=== EXCERPTED PASSAGE ===

Malware warning

Discussion in 'Networking and Security' started by Bugsy, Sep 1, 2020.

  1. vanzandt

    vanzandt

    Its called Windows 10.
     
    #61     Sep 7, 2020
  2. Bugsy

    Bugsy

    Just an update I disputed the $700 transfer to Robinhood with my bank. They didn't lose any money and in fact I got on and sold the stocks with a $10 profit I didn't care about. Provided documentation of computer repair shop and emails to Robinhood prior to the stock purchases. Robinhood has no human contact and were extremely slow in replying with canned emails with no sound of any caring about the incident in any true customer representation. I kind of felt like they would try to just sit on my money for who knows how long if I let them conduct their "investigation" in their time frame. My bank had the money back in my bank account in 3 days from the time I filed the dispute and have unlinked that bank account. About to go look for a way to delete that Robinhood account entirely. I'm amazed anyone would utilize their brokerage services with such shit customer service or response.
     
    #62     Sep 7, 2020
  3. Bugsy

    Bugsy

    Dude you spoke in Yoda words

    [​IMG]
     
    #63     Sep 7, 2020
    Nobert likes this.

=== RECORD EXTRACTS ===

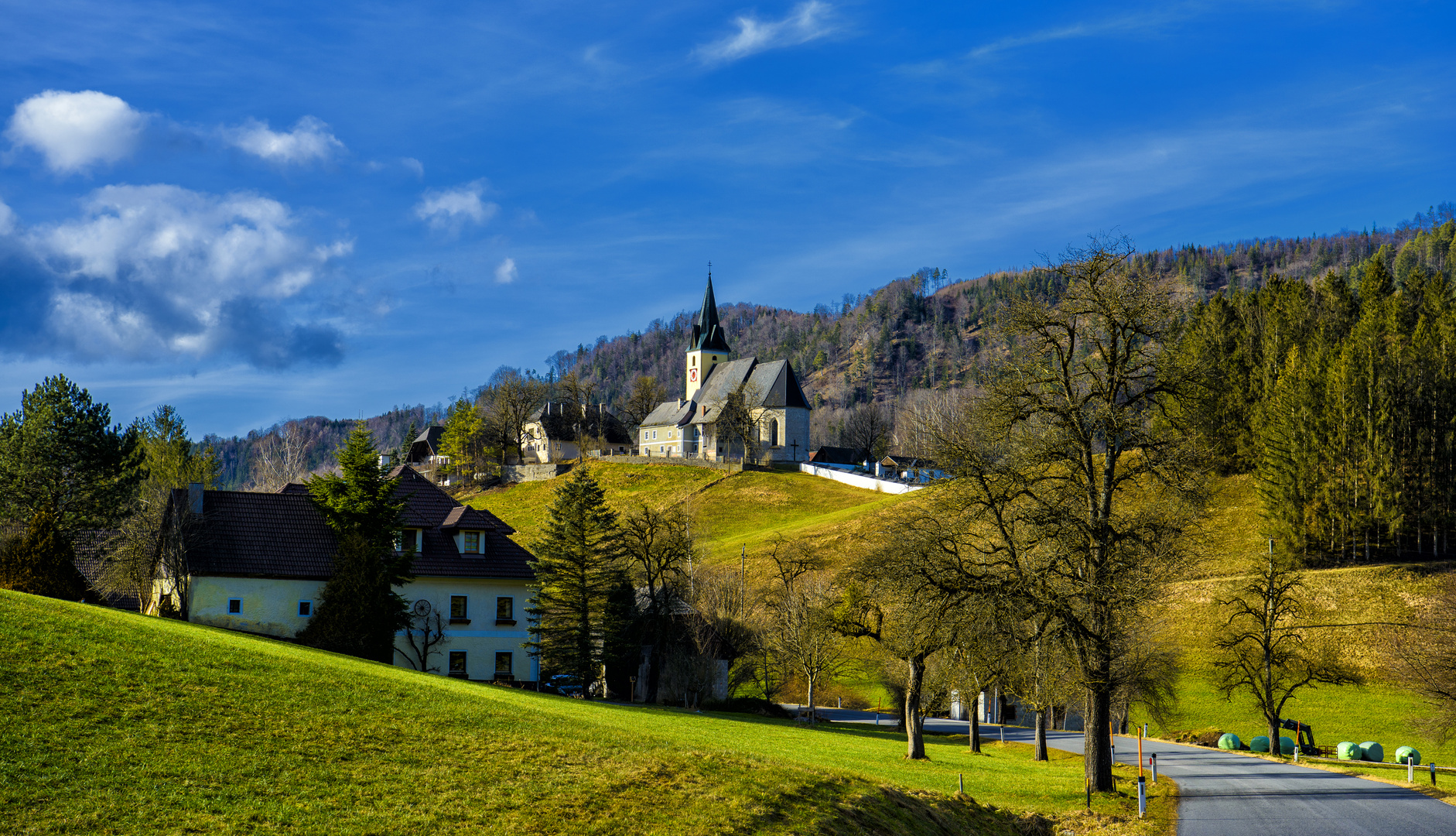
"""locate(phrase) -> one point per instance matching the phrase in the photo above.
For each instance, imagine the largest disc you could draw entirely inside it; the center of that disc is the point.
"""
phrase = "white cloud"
(449, 210)
(807, 22)
(159, 270)
(505, 272)
(309, 142)
(76, 130)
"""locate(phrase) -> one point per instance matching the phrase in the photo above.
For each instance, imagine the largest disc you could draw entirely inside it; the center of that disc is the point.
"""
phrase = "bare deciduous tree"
(426, 636)
(1266, 649)
(280, 457)
(801, 616)
(507, 404)
(1075, 492)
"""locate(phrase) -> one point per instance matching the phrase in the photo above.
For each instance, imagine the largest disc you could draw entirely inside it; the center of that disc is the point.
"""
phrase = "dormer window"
(409, 540)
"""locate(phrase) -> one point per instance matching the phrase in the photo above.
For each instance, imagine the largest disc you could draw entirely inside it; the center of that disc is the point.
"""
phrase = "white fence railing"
(858, 479)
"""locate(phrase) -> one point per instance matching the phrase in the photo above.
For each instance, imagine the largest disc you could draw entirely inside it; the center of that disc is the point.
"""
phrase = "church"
(688, 427)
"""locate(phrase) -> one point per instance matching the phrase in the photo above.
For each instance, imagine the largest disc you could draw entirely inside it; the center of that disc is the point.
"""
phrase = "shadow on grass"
(888, 811)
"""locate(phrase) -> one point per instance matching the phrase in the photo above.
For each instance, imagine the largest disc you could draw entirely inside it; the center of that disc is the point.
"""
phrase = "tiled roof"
(283, 535)
(91, 546)
(670, 414)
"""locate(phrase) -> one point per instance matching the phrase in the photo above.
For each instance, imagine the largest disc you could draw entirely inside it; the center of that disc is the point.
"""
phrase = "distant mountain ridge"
(924, 331)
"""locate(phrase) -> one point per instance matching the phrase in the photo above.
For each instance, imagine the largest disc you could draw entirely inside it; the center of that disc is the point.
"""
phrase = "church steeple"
(709, 341)
(708, 335)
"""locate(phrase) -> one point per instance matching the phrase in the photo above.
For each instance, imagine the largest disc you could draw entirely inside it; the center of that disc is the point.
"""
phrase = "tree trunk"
(810, 698)
(1041, 735)
(976, 725)
(914, 735)
(1097, 742)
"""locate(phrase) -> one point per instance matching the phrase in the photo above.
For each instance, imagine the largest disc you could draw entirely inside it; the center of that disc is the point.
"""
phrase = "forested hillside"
(925, 331)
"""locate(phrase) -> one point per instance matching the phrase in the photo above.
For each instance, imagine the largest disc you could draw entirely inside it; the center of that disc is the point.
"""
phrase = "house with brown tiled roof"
(258, 561)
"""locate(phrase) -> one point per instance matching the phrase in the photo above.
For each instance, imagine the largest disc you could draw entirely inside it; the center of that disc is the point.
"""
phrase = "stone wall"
(531, 472)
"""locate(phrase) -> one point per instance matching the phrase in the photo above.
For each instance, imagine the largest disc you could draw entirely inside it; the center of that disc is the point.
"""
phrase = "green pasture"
(118, 723)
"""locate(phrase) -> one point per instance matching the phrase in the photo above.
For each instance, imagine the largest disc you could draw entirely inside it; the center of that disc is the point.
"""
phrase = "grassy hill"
(117, 723)
(747, 509)
(731, 512)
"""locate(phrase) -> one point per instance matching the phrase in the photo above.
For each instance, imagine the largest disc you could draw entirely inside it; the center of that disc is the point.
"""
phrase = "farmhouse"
(689, 426)
(561, 431)
(258, 561)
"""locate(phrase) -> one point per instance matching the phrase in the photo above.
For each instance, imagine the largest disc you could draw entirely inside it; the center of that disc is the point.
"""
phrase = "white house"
(258, 561)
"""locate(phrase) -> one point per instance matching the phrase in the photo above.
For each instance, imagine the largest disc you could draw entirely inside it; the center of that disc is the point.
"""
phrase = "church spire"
(708, 334)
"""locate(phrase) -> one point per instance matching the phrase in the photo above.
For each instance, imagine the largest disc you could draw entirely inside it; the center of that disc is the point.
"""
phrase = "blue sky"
(270, 210)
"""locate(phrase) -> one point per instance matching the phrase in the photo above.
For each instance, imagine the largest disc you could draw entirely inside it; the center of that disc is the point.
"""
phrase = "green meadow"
(117, 723)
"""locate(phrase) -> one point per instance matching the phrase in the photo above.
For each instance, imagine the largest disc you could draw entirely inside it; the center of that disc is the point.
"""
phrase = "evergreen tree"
(41, 561)
(579, 563)
(358, 611)
(61, 456)
(465, 439)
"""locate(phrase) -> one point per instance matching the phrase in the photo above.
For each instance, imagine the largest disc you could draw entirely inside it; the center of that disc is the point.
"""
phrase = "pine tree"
(358, 611)
(41, 561)
(579, 563)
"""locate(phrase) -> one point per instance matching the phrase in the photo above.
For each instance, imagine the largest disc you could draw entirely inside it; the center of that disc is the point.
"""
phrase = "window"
(409, 540)
(457, 667)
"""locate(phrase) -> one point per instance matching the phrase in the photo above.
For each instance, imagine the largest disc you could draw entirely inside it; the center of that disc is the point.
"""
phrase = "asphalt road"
(1223, 794)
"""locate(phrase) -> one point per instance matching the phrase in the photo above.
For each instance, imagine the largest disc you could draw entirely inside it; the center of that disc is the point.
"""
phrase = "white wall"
(271, 608)
(858, 481)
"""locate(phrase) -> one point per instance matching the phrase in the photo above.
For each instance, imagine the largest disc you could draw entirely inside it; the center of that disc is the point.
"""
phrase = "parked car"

===

Please copy out the malware warning forum thread above in full, word for word.

-- EXPECTED ANSWER --
Malware warning

Discussion in 'Networking and Security' started by Bugsy, Sep 1, 2020.

  1. vanzandt

    vanzandt

    Its called Windows 10.
     
    #61     Sep 7, 2020
  2. Bugsy

    Bugsy

    Just an update I disputed the $700 transfer to Robinhood with my bank. They didn't lose any money and in fact I got on and sold the stocks with a $10 profit I didn't care about. Provided documentation of computer repair shop and emails to Robinhood prior to the stock purchases. Robinhood has no human contact and were extremely slow in replying with canned emails with no sound of any caring about the incident in any true customer representation. I kind of felt like they would try to just sit on my money for who knows how long if I let them conduct their "investigation" in their time frame. My bank had the money back in my bank account in 3 days from the time I filed the dispute and have unlinked that bank account. About to go look for a way to delete that Robinhood account entirely. I'm amazed anyone would utilize their brokerage services with such shit customer service or response.
     
    #62     Sep 7, 2020
  3. Bugsy

    Bugsy

    Dude you spoke in Yoda words

    [​IMG]
     
    #63     Sep 7, 2020
    Nobert likes this.